● **Work instructions**
Count the lines below that contain the word "outline", and reply with that number alone.

● **Data for the task**
════════════════
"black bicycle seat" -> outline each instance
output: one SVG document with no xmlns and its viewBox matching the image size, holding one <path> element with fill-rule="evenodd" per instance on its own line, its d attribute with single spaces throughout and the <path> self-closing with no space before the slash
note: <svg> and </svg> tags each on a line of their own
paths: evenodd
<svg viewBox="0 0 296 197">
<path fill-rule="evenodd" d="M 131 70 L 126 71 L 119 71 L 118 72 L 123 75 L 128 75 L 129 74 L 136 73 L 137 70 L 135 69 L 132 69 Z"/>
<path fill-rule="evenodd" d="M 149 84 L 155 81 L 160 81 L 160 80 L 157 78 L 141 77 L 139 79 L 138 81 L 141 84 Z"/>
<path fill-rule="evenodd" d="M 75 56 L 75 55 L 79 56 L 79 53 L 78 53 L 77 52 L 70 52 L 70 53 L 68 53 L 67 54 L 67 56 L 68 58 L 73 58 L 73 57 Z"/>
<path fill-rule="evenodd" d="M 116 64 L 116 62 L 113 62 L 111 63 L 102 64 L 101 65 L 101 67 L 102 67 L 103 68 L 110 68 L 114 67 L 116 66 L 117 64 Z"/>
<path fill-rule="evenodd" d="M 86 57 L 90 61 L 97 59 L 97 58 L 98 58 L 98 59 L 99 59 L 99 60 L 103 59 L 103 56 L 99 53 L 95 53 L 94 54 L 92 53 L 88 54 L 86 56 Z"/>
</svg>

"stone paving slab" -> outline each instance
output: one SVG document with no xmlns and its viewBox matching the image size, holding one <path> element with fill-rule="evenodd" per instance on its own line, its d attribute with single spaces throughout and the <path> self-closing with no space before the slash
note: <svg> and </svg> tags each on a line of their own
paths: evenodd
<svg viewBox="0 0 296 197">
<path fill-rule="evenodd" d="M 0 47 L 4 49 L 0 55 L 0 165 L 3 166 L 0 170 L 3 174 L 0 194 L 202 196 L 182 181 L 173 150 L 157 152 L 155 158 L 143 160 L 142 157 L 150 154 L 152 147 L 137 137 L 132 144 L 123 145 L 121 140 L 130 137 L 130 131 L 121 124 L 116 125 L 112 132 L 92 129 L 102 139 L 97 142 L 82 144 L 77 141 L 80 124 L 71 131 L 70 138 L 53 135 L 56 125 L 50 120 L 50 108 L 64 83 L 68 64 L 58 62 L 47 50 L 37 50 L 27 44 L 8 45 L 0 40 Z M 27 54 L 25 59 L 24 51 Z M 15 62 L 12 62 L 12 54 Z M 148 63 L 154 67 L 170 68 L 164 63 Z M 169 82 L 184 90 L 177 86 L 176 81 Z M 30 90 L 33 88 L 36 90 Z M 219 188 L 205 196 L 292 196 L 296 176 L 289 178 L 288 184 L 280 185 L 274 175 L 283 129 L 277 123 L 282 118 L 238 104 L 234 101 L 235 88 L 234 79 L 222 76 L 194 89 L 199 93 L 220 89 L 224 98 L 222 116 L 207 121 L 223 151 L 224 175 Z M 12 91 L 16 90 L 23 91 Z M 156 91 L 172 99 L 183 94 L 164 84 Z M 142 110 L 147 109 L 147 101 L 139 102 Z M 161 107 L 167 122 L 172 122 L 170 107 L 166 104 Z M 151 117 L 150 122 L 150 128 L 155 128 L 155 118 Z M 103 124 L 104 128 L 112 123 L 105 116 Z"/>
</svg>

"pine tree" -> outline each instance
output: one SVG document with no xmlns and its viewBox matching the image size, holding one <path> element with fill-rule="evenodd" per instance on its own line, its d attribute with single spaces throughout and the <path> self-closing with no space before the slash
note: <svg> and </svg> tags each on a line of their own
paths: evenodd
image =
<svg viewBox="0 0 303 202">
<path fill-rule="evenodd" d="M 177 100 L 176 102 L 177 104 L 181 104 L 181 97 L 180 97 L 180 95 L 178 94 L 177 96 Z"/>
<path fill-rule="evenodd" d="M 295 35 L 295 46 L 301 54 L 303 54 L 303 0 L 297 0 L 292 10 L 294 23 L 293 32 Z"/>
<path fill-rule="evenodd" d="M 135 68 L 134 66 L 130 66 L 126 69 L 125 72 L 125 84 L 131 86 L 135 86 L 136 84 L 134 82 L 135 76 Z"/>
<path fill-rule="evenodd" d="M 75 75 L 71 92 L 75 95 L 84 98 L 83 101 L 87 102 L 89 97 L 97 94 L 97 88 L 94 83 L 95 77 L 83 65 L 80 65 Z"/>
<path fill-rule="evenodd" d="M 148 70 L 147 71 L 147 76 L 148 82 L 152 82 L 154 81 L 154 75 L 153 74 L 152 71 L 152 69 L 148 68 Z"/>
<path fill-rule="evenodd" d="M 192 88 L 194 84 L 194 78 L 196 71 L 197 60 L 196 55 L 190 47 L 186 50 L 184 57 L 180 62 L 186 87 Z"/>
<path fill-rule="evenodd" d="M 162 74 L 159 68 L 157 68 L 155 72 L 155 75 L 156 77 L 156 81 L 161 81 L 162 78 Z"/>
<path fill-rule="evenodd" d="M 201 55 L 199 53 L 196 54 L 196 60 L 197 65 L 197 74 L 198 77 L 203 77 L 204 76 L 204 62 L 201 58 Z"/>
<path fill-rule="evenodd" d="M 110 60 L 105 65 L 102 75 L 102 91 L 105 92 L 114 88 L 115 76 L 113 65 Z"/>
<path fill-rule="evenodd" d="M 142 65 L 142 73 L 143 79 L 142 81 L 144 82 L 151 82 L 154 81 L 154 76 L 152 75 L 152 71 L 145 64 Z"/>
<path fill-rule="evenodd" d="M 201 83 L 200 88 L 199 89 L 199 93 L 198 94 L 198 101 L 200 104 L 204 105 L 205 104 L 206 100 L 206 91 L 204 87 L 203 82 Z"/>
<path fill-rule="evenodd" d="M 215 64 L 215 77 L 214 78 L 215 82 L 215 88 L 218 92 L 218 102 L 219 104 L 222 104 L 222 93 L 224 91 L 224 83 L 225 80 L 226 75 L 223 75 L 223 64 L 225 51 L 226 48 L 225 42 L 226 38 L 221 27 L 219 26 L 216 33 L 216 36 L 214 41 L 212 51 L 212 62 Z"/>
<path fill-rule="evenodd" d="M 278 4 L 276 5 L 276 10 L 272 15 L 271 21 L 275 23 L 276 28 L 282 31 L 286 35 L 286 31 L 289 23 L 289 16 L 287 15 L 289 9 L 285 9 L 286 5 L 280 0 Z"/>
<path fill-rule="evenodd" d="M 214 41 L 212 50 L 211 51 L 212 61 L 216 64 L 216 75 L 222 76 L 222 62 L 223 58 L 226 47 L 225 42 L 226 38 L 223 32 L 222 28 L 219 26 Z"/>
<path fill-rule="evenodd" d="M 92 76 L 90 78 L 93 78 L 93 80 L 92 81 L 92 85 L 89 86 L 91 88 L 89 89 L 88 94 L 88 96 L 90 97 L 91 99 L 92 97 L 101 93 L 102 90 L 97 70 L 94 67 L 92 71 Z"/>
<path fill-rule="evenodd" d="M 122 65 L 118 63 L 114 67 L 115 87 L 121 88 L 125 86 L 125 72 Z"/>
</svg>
════════════════
● **Complete answer**
3